Listing:

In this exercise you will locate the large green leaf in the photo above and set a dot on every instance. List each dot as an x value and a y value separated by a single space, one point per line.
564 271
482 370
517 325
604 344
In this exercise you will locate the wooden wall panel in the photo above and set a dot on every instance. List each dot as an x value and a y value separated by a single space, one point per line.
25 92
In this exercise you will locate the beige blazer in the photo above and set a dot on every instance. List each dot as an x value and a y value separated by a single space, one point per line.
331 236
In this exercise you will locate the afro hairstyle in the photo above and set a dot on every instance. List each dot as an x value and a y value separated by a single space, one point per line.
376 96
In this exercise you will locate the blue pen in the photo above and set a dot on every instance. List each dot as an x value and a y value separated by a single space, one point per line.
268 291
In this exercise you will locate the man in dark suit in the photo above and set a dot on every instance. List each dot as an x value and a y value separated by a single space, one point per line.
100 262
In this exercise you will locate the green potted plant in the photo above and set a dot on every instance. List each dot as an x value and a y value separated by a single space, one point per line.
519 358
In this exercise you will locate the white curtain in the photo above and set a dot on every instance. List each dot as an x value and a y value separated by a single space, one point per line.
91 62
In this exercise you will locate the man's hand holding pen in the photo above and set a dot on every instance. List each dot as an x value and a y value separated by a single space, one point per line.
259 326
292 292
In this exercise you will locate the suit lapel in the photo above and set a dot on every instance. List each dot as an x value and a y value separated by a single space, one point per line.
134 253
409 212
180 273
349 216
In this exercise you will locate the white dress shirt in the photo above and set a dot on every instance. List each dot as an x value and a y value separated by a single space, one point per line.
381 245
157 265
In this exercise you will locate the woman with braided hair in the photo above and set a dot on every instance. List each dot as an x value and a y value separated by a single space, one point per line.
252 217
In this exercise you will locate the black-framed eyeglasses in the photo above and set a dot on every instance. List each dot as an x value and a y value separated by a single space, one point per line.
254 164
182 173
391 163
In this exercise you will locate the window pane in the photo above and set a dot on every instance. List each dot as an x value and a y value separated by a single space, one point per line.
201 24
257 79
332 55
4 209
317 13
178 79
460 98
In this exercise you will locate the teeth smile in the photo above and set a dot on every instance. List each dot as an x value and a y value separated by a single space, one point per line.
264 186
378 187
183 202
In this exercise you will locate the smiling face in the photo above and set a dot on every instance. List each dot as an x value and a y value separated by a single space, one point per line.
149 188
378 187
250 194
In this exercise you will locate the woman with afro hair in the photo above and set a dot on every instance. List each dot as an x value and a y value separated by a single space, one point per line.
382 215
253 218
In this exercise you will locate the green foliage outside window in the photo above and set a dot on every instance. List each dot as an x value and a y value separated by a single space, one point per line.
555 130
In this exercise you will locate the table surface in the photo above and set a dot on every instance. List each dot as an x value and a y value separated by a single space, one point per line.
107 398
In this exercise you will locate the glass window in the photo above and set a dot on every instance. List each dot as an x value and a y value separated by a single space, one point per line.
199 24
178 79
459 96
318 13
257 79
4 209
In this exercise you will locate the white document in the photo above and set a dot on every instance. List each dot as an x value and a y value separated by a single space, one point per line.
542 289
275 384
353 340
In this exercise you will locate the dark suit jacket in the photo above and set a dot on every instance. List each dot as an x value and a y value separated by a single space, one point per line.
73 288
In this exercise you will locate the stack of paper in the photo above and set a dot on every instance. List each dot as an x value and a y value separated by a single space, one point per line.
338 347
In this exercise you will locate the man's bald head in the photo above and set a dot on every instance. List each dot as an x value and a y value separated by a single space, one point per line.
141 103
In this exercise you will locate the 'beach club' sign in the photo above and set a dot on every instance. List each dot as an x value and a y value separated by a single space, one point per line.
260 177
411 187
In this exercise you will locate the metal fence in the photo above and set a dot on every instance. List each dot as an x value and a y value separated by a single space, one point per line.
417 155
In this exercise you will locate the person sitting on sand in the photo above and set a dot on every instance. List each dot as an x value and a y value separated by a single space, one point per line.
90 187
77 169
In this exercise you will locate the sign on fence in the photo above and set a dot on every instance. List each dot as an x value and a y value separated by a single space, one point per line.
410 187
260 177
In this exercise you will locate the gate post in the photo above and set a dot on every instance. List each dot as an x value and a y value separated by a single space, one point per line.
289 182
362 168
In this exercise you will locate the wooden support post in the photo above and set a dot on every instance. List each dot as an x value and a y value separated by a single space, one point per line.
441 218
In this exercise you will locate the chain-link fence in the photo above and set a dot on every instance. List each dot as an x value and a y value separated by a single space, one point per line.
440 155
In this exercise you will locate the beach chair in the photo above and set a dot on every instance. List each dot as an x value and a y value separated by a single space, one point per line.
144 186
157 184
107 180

Work instructions: Retype the whole listing above exactly.

Solution to the exercise:
In this exercise you will locate the large green leaf in the photo above and set a dot on every instance. List each dot as an x value and a y value separated by a single space, one point per line.
564 271
482 370
517 325
604 344
In this exercise you will locate the wooden wall panel in the photo above and set a dot on every instance. List each dot as an x value and a y value separated by a single space, one point per line.
25 92
In this exercise you will locate the beige blazer in the photo above and set a dot on every instance. List each dot as an x value and a y value separated by a single space, one point per line.
331 236
In this exercise you will locate the afro hairstyle in the photo above and set a dot on every instance. List each dot as an x value and a y value separated by a single space, one point per line.
376 96
In this exercise you will locate the blue pen in the photo above and set a dot on every instance. List each dot as an x value and a y value separated by a single space, one point per line.
268 291
In this exercise you will locate the man in dark suit in the photo above and set a dot on every instance. List each dot as an x value and a y value separated by a single space, one point per line.
100 262
In this exercise you will locate the green potted plant in the photo above and set a dot on every instance. List each dot as an x value and a y value separated by a single space, one point per line.
519 358
In this exercise you will locate the white curtain in the photo above and set a dot on every instance. List each dot as an x value and a y value separated by a single space, one point per line.
91 62
In this exercise you will locate the man's hand holding pen in the photo above and set a dot on every instance. List each dot as an x value and a y value separated by a single space, one point per line.
259 326
292 292
In this exercise you will locate the suit lapel in the photo above and set a dot on every instance. List each dot as an x value and a y value separated by a single space, one point per line.
134 253
409 212
180 273
349 216
In this exercise you will locate the white dress shirt in the photo above and set a dot on every instance. List each dot as an x value and a y value separated by a single space, one point per line.
381 245
157 265
In this exercise you will locate the woman with braided hair in the photo above and set a dot on every instance. List each dot as an x value and a y value separated by a single space, one point per line.
252 217
In this exercise you will locate the black-framed eyeglasses in the photo above and set a dot on every instance. List each dot as an x value and a y value separated by a single space, one point per line.
254 164
182 173
391 163
In this exercise you will locate the window pane in the photo above and set a dot on every instance. List each dot as an x value and a y value separated by a single space, one point per line.
201 24
257 79
332 55
4 209
317 13
178 79
460 98
In this exercise you will locate the teeth smile in the photo above and set a dot on every instance. List each dot as an x value and a y value separated by a single space, one point per line.
264 186
378 187
183 202
In this exercise you will locate the smiling face in the photo above and set a dot on every instance. List each dot as an x value and a y value separated by a single space, one point per line.
149 188
378 187
250 194
In this exercise you will locate the woman with afro hair in the photo above and set a dot on every instance. List each dot as an x value and a y value separated by a single space, one point per line.
382 215
253 218
In this exercise you will locate the green foliage outside window in the photo above and set a dot on every instance. List each dot as an x value and a y value separated by a single space, one point per line.
555 130
In this exercise you will locate the table surface in the photo above and set a dot on every instance. List each dot as an x value and a y value separated by a single space, one point per line.
107 398
In this exercise you will locate the glass window in the photo above and set a dot on every instance. List each dot as an x value and a y value separated by a single space, one point per line.
199 24
178 79
459 96
318 13
257 79
4 209
In this exercise you will locate the white document in the photo above and set a dot on every instance. List each dot as an x value and a y value separated by a single space, one point per line.
542 289
275 384
353 340
In this exercise you will locate the dark suit jacket in the photo above and set a dot on every instance. List each dot as an x value and a y value separated by a single space, one point per line.
73 288
In this exercise you will locate the stack of paper in the photo above and set a dot on every instance. List each dot as an x value and a y value separated by a single space, one point per line.
338 347
In this exercise you will locate the man's bald head in the photo above and set a dot on every instance. List each dot as an x value and a y value separated by a single space, one point per line.
141 103
In this exercise you will locate the 'beach club' sign in the photo above and set a dot on every instance. List each dot as an x value and a y value separated by a single space, one point per line.
260 177
411 187
In this exercise you will locate the metal fence in the photo above and set a dot on every instance. List each dot as an x value and a y value separated by a single space, one point per line.
417 155
In this exercise you will locate the person sitting on sand in the photo above and set a dot on every instance. List each dot as an x value and a y value separated by a single space, one point per line.
90 187
77 169
In this exercise you will locate the sign on fence in the photo above and set a dot on every instance. List each dot as an x value and a y value separated by a single space, one point per line.
410 187
260 177
In this exercise you will locate the gate post in the photo above and set a dot on every instance. List each dot as an x value and a y value separated by a single space, one point per line.
289 182
362 168
In this exercise you will locate the wooden support post in the photo above and set a dot on every instance. List each dot as an x value and a y value separated by a single space, one point per line.
441 218
In this exercise you will locate the chain-link fence in the photo above and set a dot on every instance. List each dot as an x value and a y value separated by a single space, one point per line.
440 155
In this exercise you will locate the beach chair in the photo above and set a dot on every instance. List each dot as an x value and a y value separated by a single space, one point per line.
144 186
157 184
107 180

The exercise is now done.